Can you copy out, word for word, the stretch of the entries that opens with the line containing "Annotation task — tag the paved" and closes with the line containing "[(676, 130), (261, 538)]", keeping both of those lines?

--- Begin ---

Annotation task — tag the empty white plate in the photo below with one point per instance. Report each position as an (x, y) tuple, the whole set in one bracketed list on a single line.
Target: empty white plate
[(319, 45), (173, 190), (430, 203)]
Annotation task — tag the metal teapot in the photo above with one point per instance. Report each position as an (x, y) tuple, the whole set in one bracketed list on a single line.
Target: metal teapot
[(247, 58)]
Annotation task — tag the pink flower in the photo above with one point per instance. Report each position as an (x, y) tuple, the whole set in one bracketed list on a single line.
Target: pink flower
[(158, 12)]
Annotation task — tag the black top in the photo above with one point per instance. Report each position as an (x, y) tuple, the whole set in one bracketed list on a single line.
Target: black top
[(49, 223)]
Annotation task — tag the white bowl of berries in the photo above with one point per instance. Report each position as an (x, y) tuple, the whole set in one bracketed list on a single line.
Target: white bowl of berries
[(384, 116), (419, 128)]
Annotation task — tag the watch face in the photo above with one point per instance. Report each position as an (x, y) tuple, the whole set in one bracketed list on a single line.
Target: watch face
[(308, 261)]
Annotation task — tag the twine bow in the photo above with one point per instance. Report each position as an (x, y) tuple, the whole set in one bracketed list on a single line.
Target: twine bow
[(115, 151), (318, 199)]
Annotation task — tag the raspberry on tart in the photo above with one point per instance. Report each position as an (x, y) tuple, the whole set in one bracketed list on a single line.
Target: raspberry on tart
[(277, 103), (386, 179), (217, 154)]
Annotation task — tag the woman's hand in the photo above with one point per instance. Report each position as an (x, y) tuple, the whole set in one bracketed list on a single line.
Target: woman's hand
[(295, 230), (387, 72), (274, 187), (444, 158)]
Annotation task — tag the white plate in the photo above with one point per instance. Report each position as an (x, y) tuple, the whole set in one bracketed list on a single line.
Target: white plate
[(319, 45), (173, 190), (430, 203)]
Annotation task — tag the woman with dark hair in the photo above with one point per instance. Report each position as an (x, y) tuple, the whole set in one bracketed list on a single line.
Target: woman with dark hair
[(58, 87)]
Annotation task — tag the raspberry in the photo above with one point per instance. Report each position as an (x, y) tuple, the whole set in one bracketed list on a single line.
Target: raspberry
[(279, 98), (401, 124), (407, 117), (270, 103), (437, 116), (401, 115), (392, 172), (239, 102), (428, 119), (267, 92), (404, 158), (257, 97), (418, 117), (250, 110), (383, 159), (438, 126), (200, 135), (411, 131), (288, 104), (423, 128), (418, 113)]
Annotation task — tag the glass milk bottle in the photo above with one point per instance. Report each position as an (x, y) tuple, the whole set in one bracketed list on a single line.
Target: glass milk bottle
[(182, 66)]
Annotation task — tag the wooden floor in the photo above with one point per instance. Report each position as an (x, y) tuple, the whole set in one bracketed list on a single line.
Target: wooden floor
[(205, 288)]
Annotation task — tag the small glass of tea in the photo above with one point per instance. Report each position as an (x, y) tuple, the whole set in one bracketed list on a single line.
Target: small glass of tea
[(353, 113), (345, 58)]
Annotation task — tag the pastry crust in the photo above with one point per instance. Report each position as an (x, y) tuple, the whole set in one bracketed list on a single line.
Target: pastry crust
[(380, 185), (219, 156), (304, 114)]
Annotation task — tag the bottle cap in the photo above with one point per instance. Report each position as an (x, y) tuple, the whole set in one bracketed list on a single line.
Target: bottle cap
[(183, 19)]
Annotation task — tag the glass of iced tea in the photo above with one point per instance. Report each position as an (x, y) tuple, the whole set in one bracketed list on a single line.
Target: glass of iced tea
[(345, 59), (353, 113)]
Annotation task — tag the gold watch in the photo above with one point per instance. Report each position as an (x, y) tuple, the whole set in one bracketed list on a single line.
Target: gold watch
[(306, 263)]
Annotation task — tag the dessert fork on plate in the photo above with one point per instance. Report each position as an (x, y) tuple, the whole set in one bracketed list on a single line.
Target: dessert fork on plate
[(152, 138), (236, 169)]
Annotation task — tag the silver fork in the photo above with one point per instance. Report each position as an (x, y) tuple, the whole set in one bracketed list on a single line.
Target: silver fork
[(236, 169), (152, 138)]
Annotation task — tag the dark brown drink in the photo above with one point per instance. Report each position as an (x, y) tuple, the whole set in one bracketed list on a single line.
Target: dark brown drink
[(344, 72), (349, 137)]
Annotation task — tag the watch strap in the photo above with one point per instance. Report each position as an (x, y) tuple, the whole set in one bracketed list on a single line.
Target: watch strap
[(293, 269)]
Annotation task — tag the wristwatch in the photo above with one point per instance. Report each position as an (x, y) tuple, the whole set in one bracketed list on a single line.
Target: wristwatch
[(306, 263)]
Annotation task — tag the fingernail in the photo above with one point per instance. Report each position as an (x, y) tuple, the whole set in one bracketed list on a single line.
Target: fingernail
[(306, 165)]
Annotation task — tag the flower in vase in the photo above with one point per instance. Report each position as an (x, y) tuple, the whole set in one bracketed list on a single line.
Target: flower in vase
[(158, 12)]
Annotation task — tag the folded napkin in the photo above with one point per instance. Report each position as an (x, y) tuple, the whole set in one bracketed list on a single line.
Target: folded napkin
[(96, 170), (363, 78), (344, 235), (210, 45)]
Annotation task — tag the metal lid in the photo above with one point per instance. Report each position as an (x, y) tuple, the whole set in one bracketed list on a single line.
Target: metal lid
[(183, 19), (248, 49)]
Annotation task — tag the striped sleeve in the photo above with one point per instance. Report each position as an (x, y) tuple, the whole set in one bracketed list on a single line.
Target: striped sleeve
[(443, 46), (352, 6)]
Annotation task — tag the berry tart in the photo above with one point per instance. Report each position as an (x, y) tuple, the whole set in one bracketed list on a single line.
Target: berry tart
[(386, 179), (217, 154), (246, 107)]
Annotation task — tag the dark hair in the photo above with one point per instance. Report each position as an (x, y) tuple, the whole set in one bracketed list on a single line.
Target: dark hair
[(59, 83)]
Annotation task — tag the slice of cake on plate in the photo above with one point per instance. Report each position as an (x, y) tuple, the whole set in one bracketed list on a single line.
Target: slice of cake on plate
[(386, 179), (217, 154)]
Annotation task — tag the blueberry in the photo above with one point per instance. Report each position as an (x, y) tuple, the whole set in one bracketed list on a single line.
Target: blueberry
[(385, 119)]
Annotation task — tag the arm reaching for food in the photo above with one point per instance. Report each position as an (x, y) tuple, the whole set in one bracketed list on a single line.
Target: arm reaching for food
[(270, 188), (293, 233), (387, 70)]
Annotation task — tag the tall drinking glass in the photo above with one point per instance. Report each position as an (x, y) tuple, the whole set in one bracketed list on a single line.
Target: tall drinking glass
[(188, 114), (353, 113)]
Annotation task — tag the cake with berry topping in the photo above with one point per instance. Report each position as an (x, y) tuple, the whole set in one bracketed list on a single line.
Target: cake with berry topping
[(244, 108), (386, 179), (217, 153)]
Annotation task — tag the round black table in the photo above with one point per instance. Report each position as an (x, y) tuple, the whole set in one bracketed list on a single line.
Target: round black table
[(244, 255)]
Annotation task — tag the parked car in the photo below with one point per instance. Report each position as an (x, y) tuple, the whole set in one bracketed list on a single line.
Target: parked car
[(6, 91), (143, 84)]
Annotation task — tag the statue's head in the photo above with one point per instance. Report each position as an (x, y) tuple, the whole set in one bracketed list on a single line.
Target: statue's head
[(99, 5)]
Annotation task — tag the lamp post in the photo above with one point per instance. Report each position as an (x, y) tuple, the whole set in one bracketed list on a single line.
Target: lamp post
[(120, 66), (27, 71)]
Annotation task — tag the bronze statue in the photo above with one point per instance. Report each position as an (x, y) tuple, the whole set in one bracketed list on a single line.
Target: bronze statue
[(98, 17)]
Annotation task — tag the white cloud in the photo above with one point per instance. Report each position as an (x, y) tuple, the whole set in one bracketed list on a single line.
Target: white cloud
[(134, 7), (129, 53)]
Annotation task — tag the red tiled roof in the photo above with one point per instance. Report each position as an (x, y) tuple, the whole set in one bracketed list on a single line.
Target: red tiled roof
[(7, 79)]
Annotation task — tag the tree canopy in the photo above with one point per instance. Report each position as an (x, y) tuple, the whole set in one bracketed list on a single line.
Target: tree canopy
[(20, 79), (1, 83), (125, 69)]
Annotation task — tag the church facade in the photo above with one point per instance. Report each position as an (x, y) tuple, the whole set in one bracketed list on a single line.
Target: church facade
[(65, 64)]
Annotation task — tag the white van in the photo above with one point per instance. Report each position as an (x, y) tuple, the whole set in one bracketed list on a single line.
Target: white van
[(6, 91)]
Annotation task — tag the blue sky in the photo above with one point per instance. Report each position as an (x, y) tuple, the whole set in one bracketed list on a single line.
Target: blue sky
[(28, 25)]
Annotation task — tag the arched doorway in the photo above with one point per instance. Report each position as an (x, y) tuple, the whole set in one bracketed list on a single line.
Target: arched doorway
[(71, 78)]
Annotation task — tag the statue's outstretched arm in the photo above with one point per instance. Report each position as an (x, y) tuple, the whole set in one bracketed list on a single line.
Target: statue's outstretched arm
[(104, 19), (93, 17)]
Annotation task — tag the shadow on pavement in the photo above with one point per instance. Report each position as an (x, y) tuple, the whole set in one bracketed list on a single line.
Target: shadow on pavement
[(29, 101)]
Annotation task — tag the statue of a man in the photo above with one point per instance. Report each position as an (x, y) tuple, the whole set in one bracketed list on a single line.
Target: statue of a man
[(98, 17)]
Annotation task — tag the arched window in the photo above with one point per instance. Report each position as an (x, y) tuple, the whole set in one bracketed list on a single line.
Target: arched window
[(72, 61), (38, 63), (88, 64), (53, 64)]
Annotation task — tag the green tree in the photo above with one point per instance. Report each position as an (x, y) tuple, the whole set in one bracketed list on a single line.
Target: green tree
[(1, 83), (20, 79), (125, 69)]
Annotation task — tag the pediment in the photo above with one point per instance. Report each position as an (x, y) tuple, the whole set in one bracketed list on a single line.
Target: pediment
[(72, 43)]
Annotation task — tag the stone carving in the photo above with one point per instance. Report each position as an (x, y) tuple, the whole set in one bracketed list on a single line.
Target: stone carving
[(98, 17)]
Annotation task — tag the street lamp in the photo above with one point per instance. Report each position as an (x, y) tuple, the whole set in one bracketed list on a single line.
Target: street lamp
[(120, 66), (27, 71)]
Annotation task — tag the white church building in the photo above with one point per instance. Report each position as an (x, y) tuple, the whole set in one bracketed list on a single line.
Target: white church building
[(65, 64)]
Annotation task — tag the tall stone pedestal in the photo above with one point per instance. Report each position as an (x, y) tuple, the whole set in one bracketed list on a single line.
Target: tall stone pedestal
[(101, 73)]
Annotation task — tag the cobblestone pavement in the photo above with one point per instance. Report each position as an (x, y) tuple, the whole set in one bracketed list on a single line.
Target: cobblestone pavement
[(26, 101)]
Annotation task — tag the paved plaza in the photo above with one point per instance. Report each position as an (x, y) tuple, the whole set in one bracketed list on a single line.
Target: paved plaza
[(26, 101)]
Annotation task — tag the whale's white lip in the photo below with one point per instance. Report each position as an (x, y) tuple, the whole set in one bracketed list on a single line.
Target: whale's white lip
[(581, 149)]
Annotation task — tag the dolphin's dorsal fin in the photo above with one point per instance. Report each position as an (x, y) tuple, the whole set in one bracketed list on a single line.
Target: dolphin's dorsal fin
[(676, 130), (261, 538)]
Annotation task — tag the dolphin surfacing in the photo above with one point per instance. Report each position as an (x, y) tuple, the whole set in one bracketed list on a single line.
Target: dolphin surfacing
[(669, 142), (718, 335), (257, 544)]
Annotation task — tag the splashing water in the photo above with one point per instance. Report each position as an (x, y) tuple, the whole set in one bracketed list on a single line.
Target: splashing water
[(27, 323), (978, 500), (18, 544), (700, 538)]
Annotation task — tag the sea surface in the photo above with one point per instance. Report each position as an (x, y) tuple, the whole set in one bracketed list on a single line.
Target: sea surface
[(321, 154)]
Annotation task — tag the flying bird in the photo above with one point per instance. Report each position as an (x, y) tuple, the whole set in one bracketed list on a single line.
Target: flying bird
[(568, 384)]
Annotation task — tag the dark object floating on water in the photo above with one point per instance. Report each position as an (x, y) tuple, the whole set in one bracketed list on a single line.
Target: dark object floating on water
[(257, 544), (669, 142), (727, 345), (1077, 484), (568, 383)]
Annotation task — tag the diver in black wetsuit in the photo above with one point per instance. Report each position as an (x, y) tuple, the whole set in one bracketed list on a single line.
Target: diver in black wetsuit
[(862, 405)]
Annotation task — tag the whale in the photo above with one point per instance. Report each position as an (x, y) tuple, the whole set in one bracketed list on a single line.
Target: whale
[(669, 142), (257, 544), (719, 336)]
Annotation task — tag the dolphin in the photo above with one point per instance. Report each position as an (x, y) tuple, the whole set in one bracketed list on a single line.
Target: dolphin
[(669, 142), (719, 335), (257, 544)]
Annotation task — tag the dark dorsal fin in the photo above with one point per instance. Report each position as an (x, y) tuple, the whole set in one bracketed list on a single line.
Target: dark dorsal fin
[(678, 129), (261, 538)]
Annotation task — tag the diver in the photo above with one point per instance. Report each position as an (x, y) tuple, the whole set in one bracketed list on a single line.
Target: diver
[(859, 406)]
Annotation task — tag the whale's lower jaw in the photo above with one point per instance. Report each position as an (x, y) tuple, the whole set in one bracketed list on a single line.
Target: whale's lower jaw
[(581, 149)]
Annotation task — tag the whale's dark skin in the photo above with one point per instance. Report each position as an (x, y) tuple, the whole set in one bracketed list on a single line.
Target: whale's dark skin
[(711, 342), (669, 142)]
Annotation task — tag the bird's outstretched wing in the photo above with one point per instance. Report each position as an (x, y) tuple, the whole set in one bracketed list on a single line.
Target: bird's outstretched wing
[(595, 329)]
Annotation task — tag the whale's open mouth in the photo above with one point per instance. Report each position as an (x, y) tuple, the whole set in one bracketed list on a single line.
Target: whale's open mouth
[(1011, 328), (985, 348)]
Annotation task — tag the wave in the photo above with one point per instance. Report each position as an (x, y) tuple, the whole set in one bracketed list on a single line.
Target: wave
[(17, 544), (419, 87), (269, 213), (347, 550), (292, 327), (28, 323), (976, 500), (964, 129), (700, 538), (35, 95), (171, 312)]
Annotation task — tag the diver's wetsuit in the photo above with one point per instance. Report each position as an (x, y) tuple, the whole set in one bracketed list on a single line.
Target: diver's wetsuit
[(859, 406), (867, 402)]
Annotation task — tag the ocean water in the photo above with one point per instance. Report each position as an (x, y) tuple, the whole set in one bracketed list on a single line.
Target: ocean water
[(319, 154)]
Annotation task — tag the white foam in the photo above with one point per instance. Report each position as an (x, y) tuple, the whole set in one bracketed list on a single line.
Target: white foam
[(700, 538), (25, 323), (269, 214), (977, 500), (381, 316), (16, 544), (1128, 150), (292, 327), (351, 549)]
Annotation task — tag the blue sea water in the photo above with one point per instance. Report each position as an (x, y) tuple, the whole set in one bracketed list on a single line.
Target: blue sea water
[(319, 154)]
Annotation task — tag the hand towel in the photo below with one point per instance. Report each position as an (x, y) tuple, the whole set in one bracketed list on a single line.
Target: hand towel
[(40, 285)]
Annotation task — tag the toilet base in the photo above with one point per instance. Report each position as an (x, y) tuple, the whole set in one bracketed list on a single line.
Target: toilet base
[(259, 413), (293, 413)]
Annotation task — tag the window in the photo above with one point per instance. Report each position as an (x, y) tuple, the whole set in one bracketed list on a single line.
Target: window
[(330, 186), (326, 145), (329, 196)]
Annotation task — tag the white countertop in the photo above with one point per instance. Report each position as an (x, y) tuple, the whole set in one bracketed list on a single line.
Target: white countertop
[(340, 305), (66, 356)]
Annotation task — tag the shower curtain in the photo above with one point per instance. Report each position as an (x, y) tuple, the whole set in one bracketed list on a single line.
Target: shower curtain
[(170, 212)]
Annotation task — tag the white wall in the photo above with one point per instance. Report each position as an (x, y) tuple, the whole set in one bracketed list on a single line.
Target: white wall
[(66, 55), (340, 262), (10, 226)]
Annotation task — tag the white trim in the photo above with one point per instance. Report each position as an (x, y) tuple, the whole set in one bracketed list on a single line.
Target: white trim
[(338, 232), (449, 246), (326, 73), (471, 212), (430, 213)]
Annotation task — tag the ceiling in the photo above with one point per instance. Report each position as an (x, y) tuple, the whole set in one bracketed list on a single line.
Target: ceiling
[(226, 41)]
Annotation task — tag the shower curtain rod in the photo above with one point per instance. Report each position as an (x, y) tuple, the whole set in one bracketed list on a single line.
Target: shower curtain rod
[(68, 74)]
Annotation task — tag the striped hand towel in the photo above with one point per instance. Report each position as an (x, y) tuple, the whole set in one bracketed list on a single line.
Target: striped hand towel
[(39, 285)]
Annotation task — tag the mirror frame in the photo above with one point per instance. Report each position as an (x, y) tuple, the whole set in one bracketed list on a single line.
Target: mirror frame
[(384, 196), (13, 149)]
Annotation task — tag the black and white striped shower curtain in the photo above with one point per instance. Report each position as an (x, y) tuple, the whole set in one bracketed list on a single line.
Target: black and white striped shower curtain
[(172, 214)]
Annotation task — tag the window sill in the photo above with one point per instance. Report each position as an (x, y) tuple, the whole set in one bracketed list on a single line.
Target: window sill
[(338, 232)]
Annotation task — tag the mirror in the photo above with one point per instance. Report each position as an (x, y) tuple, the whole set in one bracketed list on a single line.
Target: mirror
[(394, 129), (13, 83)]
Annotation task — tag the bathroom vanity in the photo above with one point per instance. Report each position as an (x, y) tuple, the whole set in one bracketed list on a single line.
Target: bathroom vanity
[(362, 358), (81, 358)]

--- End ---

SOLUTION FOR THIS PROBLEM ▸
Annotation task — tag the paved plaza in the photo above with one point per instance. Report each position as an (x, y) tuple, the whole set in one bracketed list on a single line.
Target: paved plaza
[(26, 101)]
Annotation task — tag the whale's white lip in the photo below with one point per instance. Report each position as an (x, y) tuple, the whole set in one bracketed list on a single line.
Target: whale's white lip
[(581, 149)]
Annotation task — tag the dolphin's dorsal fin in the photo above with one point per instance. Report each position as an (x, y) tuple, the whole set in one bracketed list on a single line.
Target: dolphin's dorsal fin
[(676, 130), (261, 538)]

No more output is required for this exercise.